Write out the passage of the interview on driving instruction and schoolteaching below, between "Also, driving instructing" and "it’s all about.", inclusive.

#### [EXERCISE TEXT]
####

What can the worlds of schooling and ADIing learn from one another? There is one amazing feature of ADI training that would improve class teachers no end; core comps. Teachers tell school students what is not quite right or how to improve – it’s what Ofsted is looking for. But with ADIing, you question why something is incorrect but this kind of analysis is rarely explored within the classroom; it’s hard to when you’re teaching 25-30 kids at once. Finding out though why a fault has occurred is actually a very powerful educational tool.
Also, driving instructing is one of the purest forms of education and without the constant change of governments getting in the way, you can get things done in the way you know will work rather than being told what to do by a think tank that has zero experience. In education, goalposts shift often and it drives great teachers out of our profession.
As a driving instructor, yes, we get a check test as we should – and I can’t wait for my first one as it seems to be the only opportunity for external critique – but there are no league tables, no pass rate pressures or limitations on personal life. It’s just pure one-on-one training with a student who desperately wants to be there and is overwhelmed by the life skill training you are providing. Everyone remembers their driving instructor. That’s what it’s all about.
One thing I would love to see in the ADI world is more sharing of good practice like we do in schools. I would love to sit in with an experienced ADI or have one sit in with me; when I first qualified, I felt blind and unsupported. As a Newly Qualified Teacher in a school though, you are constantly monitored and given the feedback necessary to progress and become better.” – Gary Tasker on what the ADI world can learn from the world of education.
Would you recommend your part-time approach to other professionals? I love teaching, I love the idea of the relationship. If you feel the same, no matter what you do, go for it. The biggest consideration is how you are with other people, especially young people with tough pasts. Their communication and understanding ability will be far below yours – so ask yourself if you can empathise with them and find common ground. If so, then do it. If not, be cautious.

####

#### [Records taken from a data source]
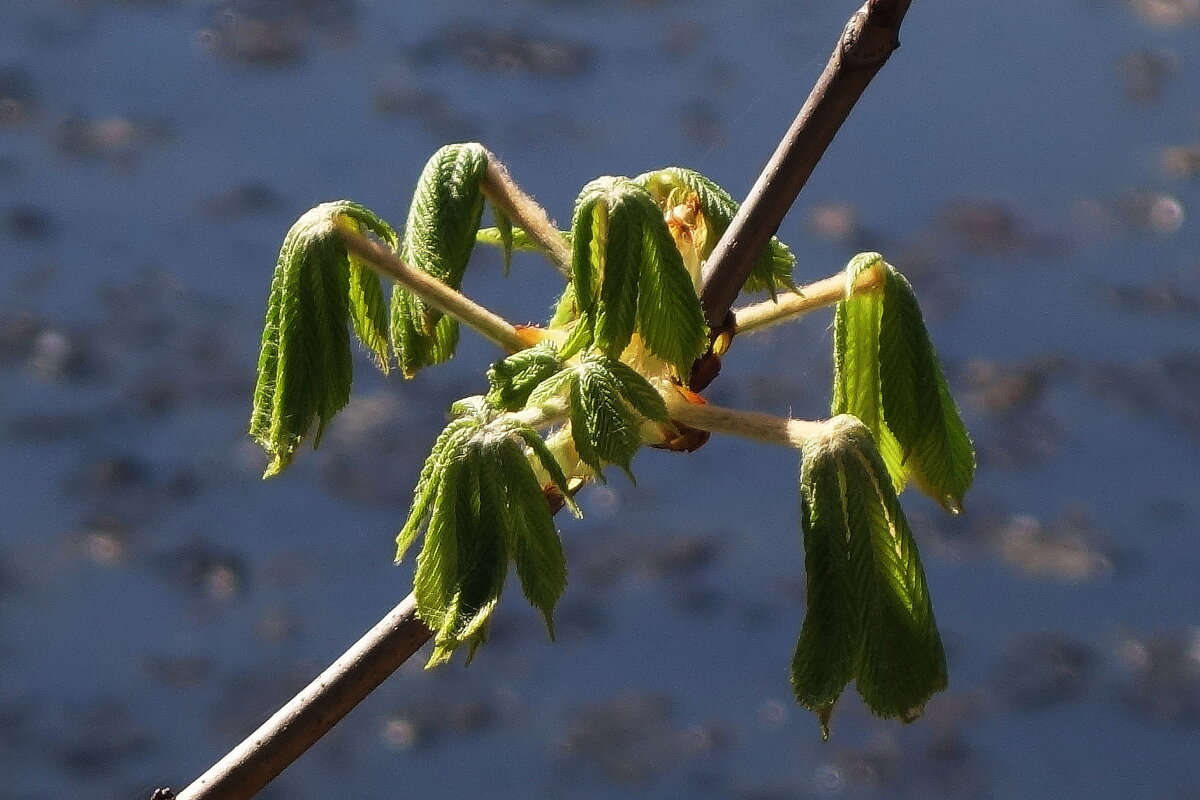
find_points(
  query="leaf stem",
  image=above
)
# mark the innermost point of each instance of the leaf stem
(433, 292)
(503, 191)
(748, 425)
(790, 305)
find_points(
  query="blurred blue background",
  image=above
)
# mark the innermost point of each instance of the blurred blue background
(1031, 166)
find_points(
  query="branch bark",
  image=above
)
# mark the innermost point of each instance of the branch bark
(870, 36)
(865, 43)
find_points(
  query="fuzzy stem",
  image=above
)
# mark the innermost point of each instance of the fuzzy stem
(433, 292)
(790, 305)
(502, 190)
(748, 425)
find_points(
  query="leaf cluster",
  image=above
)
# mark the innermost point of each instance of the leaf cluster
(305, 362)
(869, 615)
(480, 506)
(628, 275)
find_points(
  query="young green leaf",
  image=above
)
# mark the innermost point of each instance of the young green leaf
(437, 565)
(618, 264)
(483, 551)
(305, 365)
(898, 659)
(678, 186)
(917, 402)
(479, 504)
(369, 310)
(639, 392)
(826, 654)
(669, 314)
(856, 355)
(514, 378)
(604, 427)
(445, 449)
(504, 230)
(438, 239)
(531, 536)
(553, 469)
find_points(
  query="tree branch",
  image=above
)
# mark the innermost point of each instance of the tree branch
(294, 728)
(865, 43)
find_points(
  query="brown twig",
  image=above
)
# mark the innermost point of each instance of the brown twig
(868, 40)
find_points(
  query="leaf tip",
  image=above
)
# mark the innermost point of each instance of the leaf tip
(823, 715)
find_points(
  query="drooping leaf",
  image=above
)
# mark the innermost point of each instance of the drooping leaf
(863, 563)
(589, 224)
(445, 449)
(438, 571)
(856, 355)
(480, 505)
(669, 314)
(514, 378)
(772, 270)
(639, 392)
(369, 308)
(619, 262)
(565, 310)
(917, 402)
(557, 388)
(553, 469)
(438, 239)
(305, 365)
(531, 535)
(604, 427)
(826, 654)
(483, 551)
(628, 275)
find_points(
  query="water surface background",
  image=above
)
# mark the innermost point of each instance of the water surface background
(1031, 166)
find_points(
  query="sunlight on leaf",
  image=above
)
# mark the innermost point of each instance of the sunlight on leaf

####

#### [THE ANSWER]
Also, driving instructing is one of the purest forms of education and without the constant change of governments getting in the way, you can get things done in the way you know will work rather than being told what to do by a think tank that has zero experience. In education, goalposts shift often and it drives great teachers out of our profession.
As a driving instructor, yes, we get a check test as we should – and I can’t wait for my first one as it seems to be the only opportunity for external critique – but there are no league tables, no pass rate pressures or limitations on personal life. It’s just pure one-on-one training with a student who desperately wants to be there and is overwhelmed by the life skill training you are providing. Everyone remembers their driving instructor. That’s what it’s all about.